* Goal: Extract the listing below in full, unchanged.

* Information given:

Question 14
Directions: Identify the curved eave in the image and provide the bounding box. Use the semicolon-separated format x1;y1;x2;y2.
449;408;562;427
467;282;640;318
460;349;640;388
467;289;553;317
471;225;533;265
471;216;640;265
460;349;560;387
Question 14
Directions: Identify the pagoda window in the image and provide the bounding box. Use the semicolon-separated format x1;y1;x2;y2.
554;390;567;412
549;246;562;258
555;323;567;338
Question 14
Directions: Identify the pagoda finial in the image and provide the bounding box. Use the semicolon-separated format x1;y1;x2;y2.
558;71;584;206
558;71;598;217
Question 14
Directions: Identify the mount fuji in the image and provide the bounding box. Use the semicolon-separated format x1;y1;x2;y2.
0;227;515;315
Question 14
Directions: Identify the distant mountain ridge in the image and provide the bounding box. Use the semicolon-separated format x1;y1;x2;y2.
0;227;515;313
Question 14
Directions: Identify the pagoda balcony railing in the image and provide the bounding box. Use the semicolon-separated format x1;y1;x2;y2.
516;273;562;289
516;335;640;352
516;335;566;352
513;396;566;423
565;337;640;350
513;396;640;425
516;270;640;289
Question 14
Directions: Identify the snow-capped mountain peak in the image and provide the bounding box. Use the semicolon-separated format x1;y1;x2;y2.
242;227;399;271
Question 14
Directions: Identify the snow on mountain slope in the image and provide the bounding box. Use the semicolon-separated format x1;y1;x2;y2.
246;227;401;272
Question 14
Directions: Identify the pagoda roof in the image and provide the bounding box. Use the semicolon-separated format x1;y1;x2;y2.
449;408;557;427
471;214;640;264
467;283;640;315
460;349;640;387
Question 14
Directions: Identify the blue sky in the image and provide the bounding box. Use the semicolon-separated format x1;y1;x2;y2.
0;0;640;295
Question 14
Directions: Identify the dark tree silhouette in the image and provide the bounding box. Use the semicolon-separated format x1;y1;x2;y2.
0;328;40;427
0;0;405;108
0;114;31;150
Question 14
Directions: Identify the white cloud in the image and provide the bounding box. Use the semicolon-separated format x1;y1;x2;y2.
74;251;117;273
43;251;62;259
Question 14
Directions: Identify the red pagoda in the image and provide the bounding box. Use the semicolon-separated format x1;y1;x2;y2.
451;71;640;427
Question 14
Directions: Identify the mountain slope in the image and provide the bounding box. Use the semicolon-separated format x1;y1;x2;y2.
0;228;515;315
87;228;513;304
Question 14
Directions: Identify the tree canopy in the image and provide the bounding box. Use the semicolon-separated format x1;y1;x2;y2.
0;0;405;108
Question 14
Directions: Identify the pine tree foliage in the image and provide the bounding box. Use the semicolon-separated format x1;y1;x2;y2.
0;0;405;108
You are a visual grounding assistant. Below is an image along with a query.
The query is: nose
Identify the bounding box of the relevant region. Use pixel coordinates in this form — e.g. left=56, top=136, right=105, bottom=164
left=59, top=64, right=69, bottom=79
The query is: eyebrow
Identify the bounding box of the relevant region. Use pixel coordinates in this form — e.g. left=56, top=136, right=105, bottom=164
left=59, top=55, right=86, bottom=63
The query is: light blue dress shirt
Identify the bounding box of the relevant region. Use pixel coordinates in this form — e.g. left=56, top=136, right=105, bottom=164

* Solution to the problem:
Question 14
Directions: Identify the curved eave in the image and provide the bounding box. Use the semicolon-separated format x1;y1;x2;y2.
449;408;562;427
467;282;640;318
460;349;640;388
467;289;553;317
471;225;533;265
471;216;640;265
460;349;560;387
Question 14
Directions: Identify the pagoda window in the image and provide the bounding box. Use the semicolon-separated format x1;y1;x2;y2.
554;390;567;412
549;246;562;258
555;323;567;338
Question 14
Directions: Identify the pagoda finial in the image and provide the bounding box. Use the semicolon-separated format x1;y1;x2;y2.
558;71;584;206
558;71;598;217
Question 14
Directions: Identify the mount fuji in the image and provide the bounding box. Use the semicolon-separated format x1;y1;x2;y2.
0;227;515;315
Question 14
Directions: Identify the distant mountain ridge in the image and provide the bounding box. Use the semicolon-separated format x1;y1;x2;y2.
0;227;515;313
Question 14
Directions: Identify the pagoda balcony railing in the image and provide the bounding box. Use the semicolon-separated format x1;y1;x2;y2.
516;273;562;289
516;335;640;352
516;335;566;352
513;396;566;423
565;337;640;350
513;396;640;425
516;270;640;289
Question 14
Directions: Identify the snow-capped mountain peak in the image and provide the bounding box. Use the semicolon-separated format x1;y1;x2;y2.
242;227;399;271
Question 14
Directions: Identify the snow on mountain slope in the image and provide the bounding box. Use the semicolon-separated format x1;y1;x2;y2.
246;227;401;272
Question 14
Directions: Identify the pagoda roof in the image and provide the bounding box. Use the semicolon-separated format x1;y1;x2;y2.
449;408;557;427
471;214;640;264
467;283;640;315
460;349;640;387
Question 14
Directions: Identify the blue sky in the image and provide the bounding box. Use the semicolon-separated format x1;y1;x2;y2.
0;0;640;295
Question 14
Directions: Identify the dark tree silhouette in the image and provide the bounding box. Use the semicolon-separated format x1;y1;x2;y2.
0;328;40;427
0;0;405;108
0;114;31;150
Question 14
Directions: Identify the white cloud in the image and provide the bounding box. Use the semicolon-separated format x1;y1;x2;y2.
74;251;117;273
43;251;62;259
Question 14
Directions: Identify the red pagoda in the image and provide the bounding box. Use the semicolon-separated format x1;y1;x2;y2.
451;71;640;427
Question 14
Directions: Identify the mountain slope in the image and provide the bounding box. Use the semicolon-separated format x1;y1;x2;y2.
0;228;515;315
87;228;513;304
Question 14
Directions: Identify the tree canopy in the image and provide the bounding box. Use the semicolon-separated format x1;y1;x2;y2.
0;0;405;108
Question 14
Directions: Identify the pine tree foliage in the image and provide the bounding box. Use the semicolon-separated format x1;y1;x2;y2.
0;0;405;108
You are a visual grounding assistant. Below is an image along with a query.
The query is: nose
Identify the bounding box of the relevant region. Use pixel coordinates in this form — e.g. left=56, top=136, right=105, bottom=164
left=59, top=64, right=69, bottom=79
The query is: eyebrow
Identify the bounding box of the relevant region. Use pixel coordinates in this form — e.g. left=56, top=136, right=105, bottom=164
left=59, top=55, right=86, bottom=63
The query is: light blue dress shirt
Identify the bounding box of the relevant region. Use pixel coordinates in this form — e.g. left=56, top=136, right=105, bottom=164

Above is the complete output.